Schreiben Sie aus dem Forenthread zum Programmstart über die Eingabeaufforderung einen Abschnitt wortgetreu ab. Beginnen Sie bei der Stelle mit „## orffyre (15.“ und hören Sie nach „angefügt werden sollen.“ auf.

BEREITGESTELLTER TEXT ::

^^^^^^^^^^^^^^^^

# Programm über Eingabeaufforderung starten



## orffyre (15. März 2005)

Hallo!

 Ich habe ein C++-Programm, das ich über die Eingabeaufforderung starten möchte.
 Wie mache ich das?

 Mein Programm hat Usernamen in der Main, die in der Eingabeaufforderung an die exe angefügt werden sollen.
 Wie kann ich das lösen?

 Ich könnte nämlich auch den Usernamen mit einem einfachen cin in der Konsolenanwendung abfragen, aber ich will es direkt aus der Eingabeaufforderung starten.

 Danke für die Hilfe!
 Gruss,
 orffyre


----------



## Beichtpfarrer (15. März 2005)

orffyre hat gesagt.:
			
		

> Hallo!
> 
> Ich habe ein C++-Programm, das ich über die Eingabeaufforderung starten möchte.
> Wie mache ich das?

^^^^^^^^^^^^^^^^

Erkennungsbeispiele:
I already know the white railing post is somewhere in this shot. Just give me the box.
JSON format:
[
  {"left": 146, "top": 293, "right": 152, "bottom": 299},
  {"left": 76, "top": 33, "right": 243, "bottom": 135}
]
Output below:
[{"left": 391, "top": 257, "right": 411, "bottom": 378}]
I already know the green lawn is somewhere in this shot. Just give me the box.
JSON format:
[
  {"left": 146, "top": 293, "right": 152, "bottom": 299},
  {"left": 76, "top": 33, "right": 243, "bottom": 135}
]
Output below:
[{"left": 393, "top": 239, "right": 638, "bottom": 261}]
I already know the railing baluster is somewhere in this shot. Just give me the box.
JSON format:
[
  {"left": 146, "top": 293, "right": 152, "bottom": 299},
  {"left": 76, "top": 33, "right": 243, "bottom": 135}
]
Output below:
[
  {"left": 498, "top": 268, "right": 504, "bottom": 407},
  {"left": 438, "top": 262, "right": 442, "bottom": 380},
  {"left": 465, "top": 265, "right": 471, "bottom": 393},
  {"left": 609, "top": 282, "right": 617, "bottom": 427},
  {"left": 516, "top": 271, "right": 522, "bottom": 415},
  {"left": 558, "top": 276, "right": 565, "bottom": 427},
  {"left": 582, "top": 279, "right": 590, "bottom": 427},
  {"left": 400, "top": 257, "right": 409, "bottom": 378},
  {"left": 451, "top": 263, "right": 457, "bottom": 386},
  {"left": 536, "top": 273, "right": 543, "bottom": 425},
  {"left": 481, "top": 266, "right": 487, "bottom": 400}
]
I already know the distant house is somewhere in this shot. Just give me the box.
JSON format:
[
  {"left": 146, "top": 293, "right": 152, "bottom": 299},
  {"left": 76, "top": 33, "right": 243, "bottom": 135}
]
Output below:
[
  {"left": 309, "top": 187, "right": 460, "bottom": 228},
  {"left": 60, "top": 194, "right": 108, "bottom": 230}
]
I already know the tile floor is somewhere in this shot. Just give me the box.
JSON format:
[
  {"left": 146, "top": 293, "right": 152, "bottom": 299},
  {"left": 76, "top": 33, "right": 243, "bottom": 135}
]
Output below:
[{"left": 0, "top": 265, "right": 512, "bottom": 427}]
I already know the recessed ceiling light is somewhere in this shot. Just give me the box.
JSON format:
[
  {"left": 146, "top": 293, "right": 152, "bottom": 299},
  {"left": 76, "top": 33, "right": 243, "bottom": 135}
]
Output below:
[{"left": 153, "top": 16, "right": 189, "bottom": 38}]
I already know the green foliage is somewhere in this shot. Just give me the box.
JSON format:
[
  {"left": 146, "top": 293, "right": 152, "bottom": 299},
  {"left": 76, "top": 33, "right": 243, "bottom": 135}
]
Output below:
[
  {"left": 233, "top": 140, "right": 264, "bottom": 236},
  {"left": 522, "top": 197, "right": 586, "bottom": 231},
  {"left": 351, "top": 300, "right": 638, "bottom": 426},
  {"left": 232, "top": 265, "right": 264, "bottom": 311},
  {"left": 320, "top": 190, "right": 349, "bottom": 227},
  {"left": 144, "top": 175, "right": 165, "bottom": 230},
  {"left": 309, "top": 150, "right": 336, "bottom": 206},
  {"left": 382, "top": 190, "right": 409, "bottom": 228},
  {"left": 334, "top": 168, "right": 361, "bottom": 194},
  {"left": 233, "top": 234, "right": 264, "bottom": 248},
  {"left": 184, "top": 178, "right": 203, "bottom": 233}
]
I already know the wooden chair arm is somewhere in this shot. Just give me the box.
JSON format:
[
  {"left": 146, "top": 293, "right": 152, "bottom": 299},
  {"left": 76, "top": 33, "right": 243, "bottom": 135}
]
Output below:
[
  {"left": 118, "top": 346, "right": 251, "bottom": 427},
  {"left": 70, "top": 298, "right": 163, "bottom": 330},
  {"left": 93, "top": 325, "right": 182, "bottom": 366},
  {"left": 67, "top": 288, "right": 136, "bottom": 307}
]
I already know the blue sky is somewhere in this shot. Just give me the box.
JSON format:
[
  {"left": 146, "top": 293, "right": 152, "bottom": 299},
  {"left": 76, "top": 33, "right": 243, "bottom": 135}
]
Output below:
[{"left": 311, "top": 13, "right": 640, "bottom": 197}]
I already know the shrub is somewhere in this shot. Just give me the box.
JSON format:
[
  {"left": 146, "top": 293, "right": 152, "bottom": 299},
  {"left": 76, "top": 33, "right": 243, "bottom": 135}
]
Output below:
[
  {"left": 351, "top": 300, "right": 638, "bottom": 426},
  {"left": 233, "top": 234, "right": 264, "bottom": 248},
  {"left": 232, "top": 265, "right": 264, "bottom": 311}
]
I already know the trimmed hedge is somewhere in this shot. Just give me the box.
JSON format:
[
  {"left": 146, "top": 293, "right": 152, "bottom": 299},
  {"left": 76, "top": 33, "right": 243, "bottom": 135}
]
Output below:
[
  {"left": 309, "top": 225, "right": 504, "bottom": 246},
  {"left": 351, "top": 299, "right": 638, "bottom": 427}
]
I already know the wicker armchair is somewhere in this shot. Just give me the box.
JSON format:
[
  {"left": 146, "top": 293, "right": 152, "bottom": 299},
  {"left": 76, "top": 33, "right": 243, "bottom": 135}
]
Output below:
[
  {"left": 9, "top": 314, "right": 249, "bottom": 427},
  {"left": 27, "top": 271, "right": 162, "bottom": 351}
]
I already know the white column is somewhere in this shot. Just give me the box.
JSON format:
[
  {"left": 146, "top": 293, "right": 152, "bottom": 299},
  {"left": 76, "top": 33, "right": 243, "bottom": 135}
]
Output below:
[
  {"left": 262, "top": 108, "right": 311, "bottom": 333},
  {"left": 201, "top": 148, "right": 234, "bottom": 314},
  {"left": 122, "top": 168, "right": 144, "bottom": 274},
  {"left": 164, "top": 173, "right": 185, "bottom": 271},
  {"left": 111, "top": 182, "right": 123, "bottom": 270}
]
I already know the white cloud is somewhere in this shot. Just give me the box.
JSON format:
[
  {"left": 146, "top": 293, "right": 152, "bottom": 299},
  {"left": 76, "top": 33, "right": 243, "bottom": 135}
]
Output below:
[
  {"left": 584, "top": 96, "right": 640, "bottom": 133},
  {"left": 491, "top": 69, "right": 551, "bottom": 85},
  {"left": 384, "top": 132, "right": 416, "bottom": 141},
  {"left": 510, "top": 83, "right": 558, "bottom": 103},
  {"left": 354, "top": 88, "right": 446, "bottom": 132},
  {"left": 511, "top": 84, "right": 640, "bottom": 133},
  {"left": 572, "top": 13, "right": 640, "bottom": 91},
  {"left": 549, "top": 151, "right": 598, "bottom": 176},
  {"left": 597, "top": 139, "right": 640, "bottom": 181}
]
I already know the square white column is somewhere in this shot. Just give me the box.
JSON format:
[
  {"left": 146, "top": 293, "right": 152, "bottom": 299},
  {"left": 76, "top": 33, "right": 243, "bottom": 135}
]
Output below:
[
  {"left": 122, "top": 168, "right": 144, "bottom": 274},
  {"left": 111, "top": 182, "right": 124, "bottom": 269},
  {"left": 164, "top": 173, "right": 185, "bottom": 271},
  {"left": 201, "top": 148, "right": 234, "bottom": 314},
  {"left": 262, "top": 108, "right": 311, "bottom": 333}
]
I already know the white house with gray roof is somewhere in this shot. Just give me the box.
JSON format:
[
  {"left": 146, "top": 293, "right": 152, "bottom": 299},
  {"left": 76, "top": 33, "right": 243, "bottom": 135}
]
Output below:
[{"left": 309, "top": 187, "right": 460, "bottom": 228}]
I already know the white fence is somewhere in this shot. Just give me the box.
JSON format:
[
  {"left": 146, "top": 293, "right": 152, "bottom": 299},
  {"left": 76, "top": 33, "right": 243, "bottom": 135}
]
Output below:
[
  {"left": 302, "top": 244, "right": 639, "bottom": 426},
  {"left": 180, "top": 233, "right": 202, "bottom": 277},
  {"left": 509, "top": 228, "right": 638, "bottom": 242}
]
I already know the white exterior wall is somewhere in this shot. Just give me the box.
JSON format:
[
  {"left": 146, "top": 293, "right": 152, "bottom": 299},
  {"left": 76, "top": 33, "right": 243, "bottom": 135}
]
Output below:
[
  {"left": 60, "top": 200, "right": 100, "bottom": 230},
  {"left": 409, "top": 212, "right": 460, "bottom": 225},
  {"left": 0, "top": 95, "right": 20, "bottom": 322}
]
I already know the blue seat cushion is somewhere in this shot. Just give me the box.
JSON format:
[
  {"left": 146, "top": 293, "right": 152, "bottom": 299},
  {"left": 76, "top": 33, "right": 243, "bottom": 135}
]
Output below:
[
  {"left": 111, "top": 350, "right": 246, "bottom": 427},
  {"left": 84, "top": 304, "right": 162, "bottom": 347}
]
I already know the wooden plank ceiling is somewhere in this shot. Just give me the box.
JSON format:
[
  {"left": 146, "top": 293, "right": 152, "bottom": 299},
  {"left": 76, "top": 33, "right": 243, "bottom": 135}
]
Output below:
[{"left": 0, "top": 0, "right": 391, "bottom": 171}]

^^^^^^^^^^^^^^^^

GELÖSTE AUFGABE ::
## orffyre (15. März 2005)

Hallo!

 Ich habe ein C++-Programm, das ich über die Eingabeaufforderung starten möchte.
 Wie mache ich das?

 Mein Programm hat Usernamen in der Main, die in der Eingabeaufforderung an die exe angefügt werden sollen.